Welk een heerlijk woord is het woord ’’zaligheid”! Het omvat de reiniging van ons geweten van alle schuld uit het verleden, de bevrijding van onze ziel van alle geneigdheid tot het kwaad, die thans zo krachtig in ons heerst; feitelijk houdt het in: het ongedaan maken van alles wat Adam heeft gedaan. Zaligheid is het volkomen herstel van de mens uit zijn gevallen staat; en toch is het nog wat meer dan dat, want de zaligheid van God stelt onze staat steviger vast dan hij was, voordat wij in zonde vielen. Zij vindt ons in stukken gebroken door de zonde van onze eerste vader; bezoedeld, bevlekt, vloekwaardig: eerst heelt zij onze wonden, verwijdert onze ziekten, neemt onze vloek weg, en stelt onze voeten op de rots Christus Jezus, en als zij dat heeft gedaan, dan verheft zij tenslotte ons hoofd ver boven alle vorsten en machten, om voor eeuwig met Jezus Christus de hemelkoning, te worden gekroond. Wanneer sommige mensen het woord ’’zaligheid” gebruiken, dan verstaan zij daaronder niets meer dan bevrijding van de hel en de toegang tot de hemel. Dat nu is geen zaligheid: deze twee zaken zijn de gevolgen van de zaligheid.

- **GEGEVENS**
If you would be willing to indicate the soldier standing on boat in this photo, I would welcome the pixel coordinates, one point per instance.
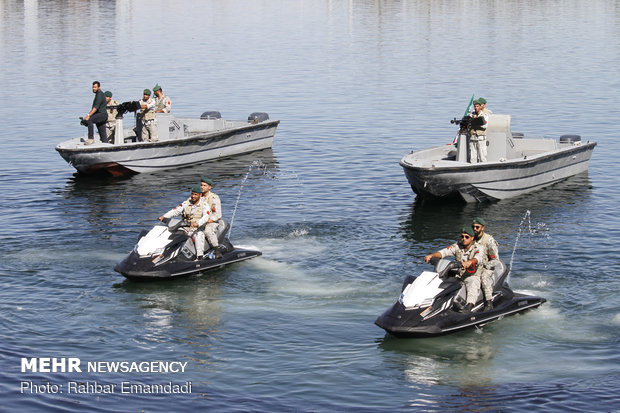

- **OPDRACHT**
Noem alles wat de zaligheid volgens de tekst over zaligheid eerst met ons doet, voordat zij ons hoofd verheft. Het materiaal heb je hier niet nodig.

- **ANTWOORD**
- Zij heelt onze wonden.
- Zij verwijdert onze ziekten.
- Zij neemt onze vloek weg.
- Zij stelt onze voeten op de rots Christus Jezus.